*Extrait du texte*.
“LA VIE SECRÈTE D’UN GRAND CINÉMA” Le Grand Rex (Pour Vous 1933)


Alors que les salles de cinéma sont toujours fermées depuis de long mois, la Cinémathèque de Toulouse nous a donné l’idée de consacrer ce nouveau post à celui-ci consacré aux coulisses d’un grand cinéma des Boulevards à Paris : le Grand Rex.

*

En effet, ils ont mis en évidence sur leur page d’accueil cet article intitulé : la vie secrète d’un grand cinéma, paru dans la grande revue de cinéma de l’époque : Pour Vous.

*

Palace, temple, cathédrale, écrin, les qualificatifs pour désigner les salles de cinéma ne manquent pas. Illustré de photos de grandes salles parisiennes – le Rex, le Paramount, l’Olympia – l’article de Pour vous compare la salle de cinéma à un paquebot. Les coulisses dévoilent 300 employés affairés, de la “coupole gigantesque” du huitième étage jusqu’au “quartier des machines” du troisième sous-sol, au service des 4 000 spectateurs que peut accueillir la salle.

Lire l’article (lien direct en pdf sur leur site).

*

Le critique René Miquel, qui contribua également à la revue Ciné-Mondial, se glisse dans les coulisses d’un cinéma que l’on reconnait aisément comme étant Le Grand Rex.

Gardons en mémoire qu’à l’époque, les projections faisaient partie de tout un spectacle, avec attractions, danses, orchestre, etc., le tout pour le prix d’une place de cinéma.

*

René Miquel évoquera dans son article les Girls qui animent la soirée autant que les musiciens qui les accompagnent, il n’oublie pas de signaler l’imposante machinerie pour climatiser la salle, et finit par se faire engager comme placeur.

*Informations affichées*.

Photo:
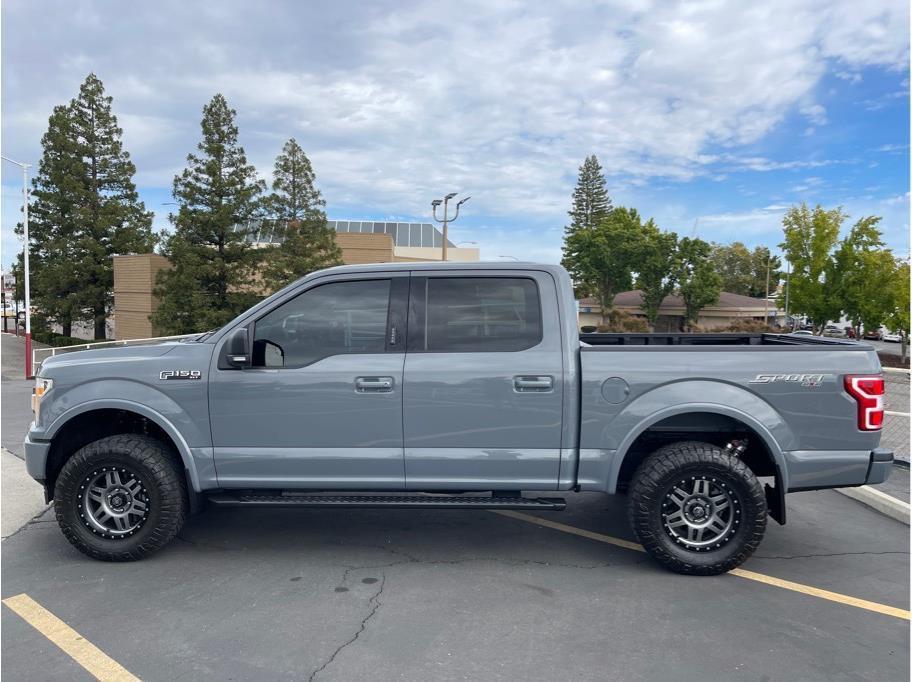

*Consigne 1*.
Répondez à ces questions sur le texte consacré au Grand Rex :
(a) Combien d'employés les coulisses dévoilent-elles ?
(b) À quelle autre revue René Miquel a-t-il également contribué ?
(c) Comme quoi René Miquel finit-il par se faire engager ?
*Consigne 2*. Citez le passage du texte consacré au Grand Rex qui va de « En effet, ils » à « l’époque : Pour Vous. ».
Le matériel ci-dessus n'intervient pas ici.

*Réponse attendue 1*.
(a) 300 employés.
(b) Ciné-Mondial.
(c) Comme placeur.

*Réponse attendue 2*.
En effet, ils ont mis en évidence sur leur page d’accueil cet article intitulé : la vie secrète d’un grand cinéma, paru dans la grande revue de cinéma de l’époque : Pour Vous.